**What you have to do**: Copy out all lines bearing the word "each" from the listing below.
Source data: Begin
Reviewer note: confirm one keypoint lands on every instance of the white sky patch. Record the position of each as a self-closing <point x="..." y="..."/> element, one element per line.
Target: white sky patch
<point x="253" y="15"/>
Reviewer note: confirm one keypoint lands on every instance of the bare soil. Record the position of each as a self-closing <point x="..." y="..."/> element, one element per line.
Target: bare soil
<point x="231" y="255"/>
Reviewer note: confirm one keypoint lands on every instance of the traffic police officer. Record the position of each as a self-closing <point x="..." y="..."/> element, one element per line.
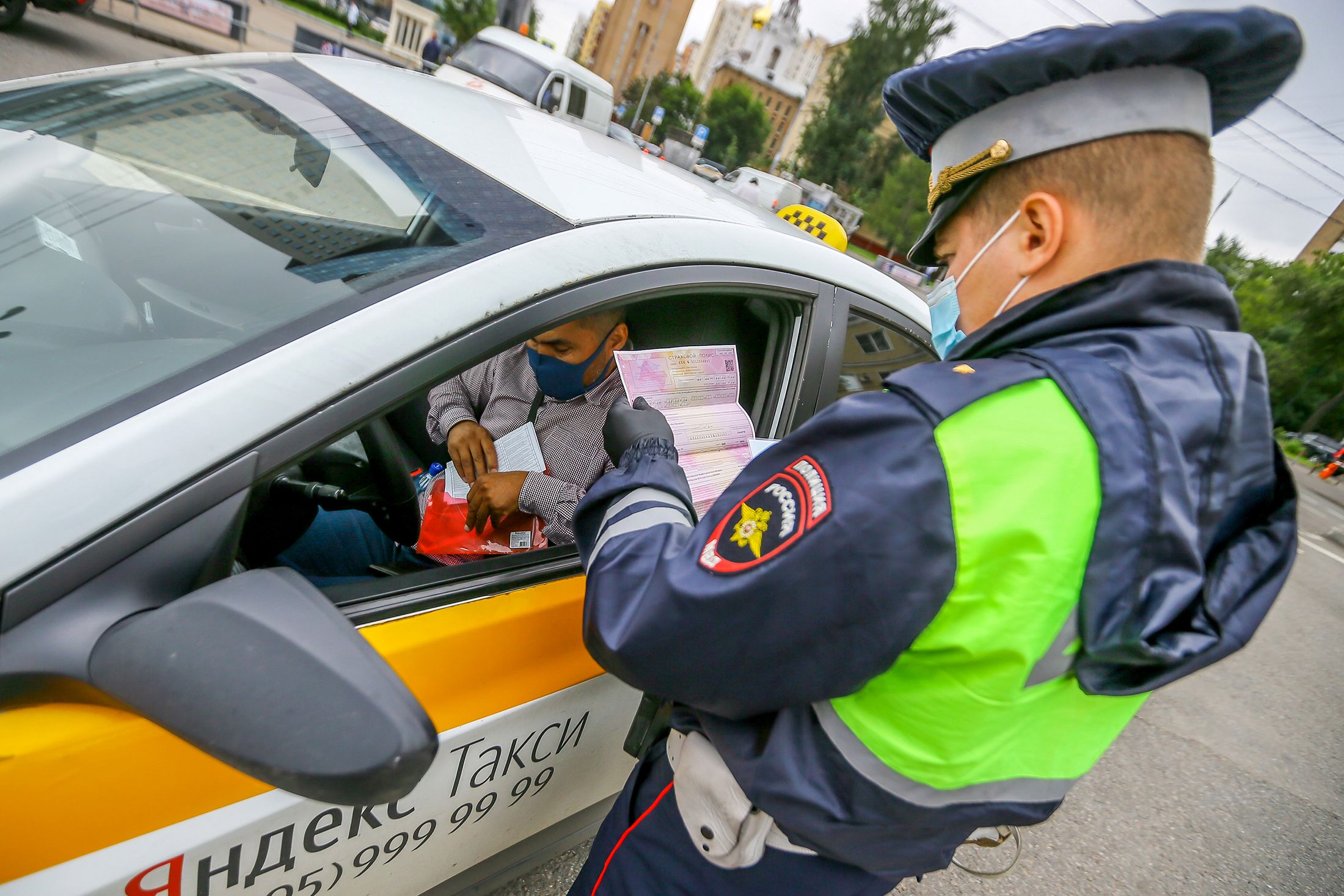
Source data: End
**Solution for this task**:
Reviewer note: confirm one keypoint lands on every instance of the white sky patch. Record the position of each as a self-closing <point x="..." y="..."/> element, one element per line.
Reviewer note: confirm one keypoint lands on every instance of the bare soil. Record the position of each as a self-closing <point x="..." y="..."/> element, one element per line.
Reviewer note: confirm one keypoint lands on every instance of the traffic police officer. Record the position of each as a self-closing <point x="..." y="..."/> element, one element per line.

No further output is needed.